Exercise = An acceptable response holds only the line containing "Pixel coordinates per" and every line after it to the end of the records, each reproduced exactly.

Segment Start: Dataset content

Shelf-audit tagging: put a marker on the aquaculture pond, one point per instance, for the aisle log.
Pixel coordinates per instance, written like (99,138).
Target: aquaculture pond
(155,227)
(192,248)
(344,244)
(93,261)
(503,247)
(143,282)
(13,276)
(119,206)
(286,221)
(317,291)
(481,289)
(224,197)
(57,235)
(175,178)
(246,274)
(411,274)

Segment End: Dataset content

Exercise solution =
Pixel coordinates per instance, written like (99,138).
Target: aquaculture pond
(155,227)
(192,248)
(344,244)
(93,261)
(503,247)
(143,282)
(13,276)
(119,206)
(286,221)
(317,291)
(481,289)
(224,197)
(57,235)
(175,178)
(246,274)
(411,274)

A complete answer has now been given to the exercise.